Data provided START
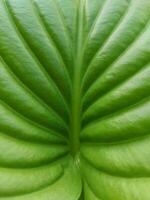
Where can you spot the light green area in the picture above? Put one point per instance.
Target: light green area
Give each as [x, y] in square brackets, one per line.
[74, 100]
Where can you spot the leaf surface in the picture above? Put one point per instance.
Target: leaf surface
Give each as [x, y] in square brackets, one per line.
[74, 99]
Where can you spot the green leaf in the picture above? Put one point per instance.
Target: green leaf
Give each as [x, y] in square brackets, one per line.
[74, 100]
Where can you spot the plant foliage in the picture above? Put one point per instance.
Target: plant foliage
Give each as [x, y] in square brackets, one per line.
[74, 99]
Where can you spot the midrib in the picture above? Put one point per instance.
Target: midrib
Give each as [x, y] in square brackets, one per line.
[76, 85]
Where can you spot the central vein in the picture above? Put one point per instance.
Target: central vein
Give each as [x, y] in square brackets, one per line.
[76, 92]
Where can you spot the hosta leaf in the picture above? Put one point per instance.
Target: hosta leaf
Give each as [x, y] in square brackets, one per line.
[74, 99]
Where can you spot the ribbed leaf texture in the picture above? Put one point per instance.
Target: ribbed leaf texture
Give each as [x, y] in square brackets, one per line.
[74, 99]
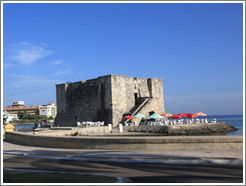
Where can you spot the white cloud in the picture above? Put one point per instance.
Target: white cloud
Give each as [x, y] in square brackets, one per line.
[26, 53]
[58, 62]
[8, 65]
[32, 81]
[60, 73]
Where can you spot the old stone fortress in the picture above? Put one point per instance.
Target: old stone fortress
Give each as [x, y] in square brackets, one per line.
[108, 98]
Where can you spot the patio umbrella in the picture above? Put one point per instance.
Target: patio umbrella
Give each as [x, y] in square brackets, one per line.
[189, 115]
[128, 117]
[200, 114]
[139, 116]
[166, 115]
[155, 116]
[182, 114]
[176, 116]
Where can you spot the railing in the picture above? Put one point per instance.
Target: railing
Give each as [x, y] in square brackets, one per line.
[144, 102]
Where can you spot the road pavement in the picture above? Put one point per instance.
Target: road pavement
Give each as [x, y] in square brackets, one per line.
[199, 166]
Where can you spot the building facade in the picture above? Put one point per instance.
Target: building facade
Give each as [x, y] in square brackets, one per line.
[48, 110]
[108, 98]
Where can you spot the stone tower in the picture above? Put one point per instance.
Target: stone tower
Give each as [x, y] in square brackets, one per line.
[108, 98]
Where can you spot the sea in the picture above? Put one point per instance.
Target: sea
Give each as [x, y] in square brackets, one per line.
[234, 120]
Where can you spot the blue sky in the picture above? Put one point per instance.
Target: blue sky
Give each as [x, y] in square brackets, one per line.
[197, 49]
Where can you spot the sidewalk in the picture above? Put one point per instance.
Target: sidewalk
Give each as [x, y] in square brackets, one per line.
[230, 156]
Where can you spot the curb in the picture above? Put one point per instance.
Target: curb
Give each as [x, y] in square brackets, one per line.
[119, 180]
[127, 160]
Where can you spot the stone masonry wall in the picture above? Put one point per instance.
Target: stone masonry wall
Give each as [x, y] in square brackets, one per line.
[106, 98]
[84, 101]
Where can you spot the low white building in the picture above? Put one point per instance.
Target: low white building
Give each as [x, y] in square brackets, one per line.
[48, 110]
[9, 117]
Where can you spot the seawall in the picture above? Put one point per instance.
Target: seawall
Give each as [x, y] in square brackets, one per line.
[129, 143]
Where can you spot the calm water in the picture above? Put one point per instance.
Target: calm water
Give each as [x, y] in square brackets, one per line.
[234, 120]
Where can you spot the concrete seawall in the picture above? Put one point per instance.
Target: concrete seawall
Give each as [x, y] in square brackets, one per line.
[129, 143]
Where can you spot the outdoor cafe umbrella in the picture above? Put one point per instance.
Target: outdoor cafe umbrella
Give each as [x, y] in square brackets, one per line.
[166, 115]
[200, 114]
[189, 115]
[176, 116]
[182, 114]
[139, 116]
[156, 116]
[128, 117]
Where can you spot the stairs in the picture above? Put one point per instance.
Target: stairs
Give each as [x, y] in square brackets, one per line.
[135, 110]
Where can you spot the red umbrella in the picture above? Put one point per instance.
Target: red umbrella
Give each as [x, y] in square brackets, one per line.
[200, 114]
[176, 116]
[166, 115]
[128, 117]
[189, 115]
Data provided END
Data provided START
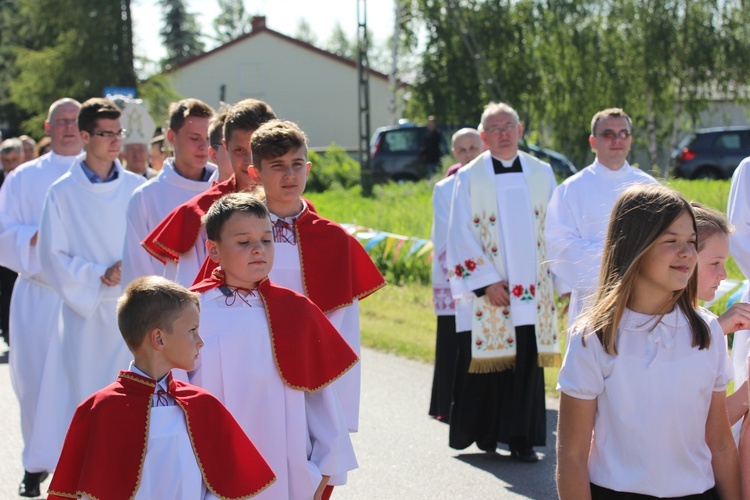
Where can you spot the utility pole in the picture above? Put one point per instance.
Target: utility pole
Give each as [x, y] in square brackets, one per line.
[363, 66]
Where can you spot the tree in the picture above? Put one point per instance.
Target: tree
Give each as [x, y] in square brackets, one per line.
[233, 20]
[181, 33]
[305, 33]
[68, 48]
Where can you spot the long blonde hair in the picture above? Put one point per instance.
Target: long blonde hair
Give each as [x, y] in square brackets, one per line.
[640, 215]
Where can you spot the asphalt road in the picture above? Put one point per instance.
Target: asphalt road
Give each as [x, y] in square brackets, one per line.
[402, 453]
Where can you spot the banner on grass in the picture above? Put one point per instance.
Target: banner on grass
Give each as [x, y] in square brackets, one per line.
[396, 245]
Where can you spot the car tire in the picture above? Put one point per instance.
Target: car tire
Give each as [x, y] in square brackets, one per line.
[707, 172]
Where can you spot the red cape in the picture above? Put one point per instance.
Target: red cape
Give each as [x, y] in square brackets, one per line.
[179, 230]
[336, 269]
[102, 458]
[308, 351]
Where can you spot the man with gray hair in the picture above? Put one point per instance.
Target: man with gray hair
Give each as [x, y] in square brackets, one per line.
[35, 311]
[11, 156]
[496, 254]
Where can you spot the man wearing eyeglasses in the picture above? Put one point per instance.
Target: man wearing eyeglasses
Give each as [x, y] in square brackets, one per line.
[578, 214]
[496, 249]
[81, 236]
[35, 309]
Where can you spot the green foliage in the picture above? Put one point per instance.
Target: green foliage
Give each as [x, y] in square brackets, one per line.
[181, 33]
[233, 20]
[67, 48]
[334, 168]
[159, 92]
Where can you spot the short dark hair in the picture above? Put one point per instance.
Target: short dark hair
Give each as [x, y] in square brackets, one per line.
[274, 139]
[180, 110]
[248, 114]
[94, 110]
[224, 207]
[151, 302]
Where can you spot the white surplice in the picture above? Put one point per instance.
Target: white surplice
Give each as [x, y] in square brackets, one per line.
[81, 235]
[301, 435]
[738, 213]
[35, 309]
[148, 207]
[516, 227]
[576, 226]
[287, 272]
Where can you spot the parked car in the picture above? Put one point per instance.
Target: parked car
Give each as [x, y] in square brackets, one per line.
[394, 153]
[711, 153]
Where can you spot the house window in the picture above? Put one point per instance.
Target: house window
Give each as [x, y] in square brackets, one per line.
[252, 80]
Data provided END
Data provided START
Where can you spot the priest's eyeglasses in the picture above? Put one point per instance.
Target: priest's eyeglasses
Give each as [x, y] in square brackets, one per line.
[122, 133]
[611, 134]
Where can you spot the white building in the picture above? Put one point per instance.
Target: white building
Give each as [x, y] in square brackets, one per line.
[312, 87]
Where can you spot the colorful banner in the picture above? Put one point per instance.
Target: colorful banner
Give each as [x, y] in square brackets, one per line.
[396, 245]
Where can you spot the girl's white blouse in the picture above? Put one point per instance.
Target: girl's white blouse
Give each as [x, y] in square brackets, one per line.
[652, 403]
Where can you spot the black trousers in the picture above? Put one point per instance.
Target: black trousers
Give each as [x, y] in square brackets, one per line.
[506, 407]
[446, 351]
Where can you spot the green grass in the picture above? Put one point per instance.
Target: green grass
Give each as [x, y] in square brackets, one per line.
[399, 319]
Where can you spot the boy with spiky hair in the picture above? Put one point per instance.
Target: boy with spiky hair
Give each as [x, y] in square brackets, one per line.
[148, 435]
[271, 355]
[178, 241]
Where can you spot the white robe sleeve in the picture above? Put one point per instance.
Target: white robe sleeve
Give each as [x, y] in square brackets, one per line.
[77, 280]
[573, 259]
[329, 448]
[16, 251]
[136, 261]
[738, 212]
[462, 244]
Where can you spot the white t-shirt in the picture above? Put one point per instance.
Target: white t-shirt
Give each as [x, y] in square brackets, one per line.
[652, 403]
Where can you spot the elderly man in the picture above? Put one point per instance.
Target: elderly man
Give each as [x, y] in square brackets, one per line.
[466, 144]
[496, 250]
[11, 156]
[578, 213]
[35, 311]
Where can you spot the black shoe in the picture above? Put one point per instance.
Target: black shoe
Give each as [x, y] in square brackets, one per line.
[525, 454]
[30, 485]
Data provided END
▸ **Task to complete**:
Start with the line above that contains "Where can you spot the tree" and stop after the line that contains "Target: green foliage". Output those lines exactly, and only those.

▸ **Task result**:
Where can you spot the tree in the picture above? Put one point per instance.
Target: tree
Give each as [x, y] in square brackets, one per line.
[233, 20]
[181, 33]
[305, 33]
[68, 48]
Where can you spot the long blonde hair in the picture above? Put one point per instance.
Target: long blonde hair
Give each as [x, y] in square brackets, one per line.
[640, 215]
Where can you spot the asphalt road in the picture above? Put one point per instance.
Target: asphalt road
Give each as [x, y] in square brackets, one per line.
[402, 453]
Where can you spot the banner on grass in the picture above? Put one point per instance.
Target: banner on grass
Give each as [x, y] in square brackets, one per line.
[396, 245]
Where can you spot the car tire in the picture above? Put one point per instance.
Target: car tire
Give each as [x, y] in square brackets, one per line.
[707, 172]
Where can you spot the red cape in the picture above? Put one point per instance.
Target: red cape
Give each as [x, y] in square brackets, one per line.
[179, 230]
[336, 269]
[102, 458]
[308, 351]
Where can you spot the man with gray hair in the picture above? Put one point per instance.
Target: man with gray hair
Give each as [x, y] in square brackets, one per line.
[35, 311]
[11, 156]
[496, 254]
Where can you spot the man wearing eyeglasses in the picture above? Put one point per instance.
Target: man wearing eyeglasses
Give each as [x, y] in square brackets, one per line.
[578, 214]
[496, 249]
[81, 236]
[35, 309]
Where can you spot the green foliage in the picture above? Put one point per instance.
Target: green foliage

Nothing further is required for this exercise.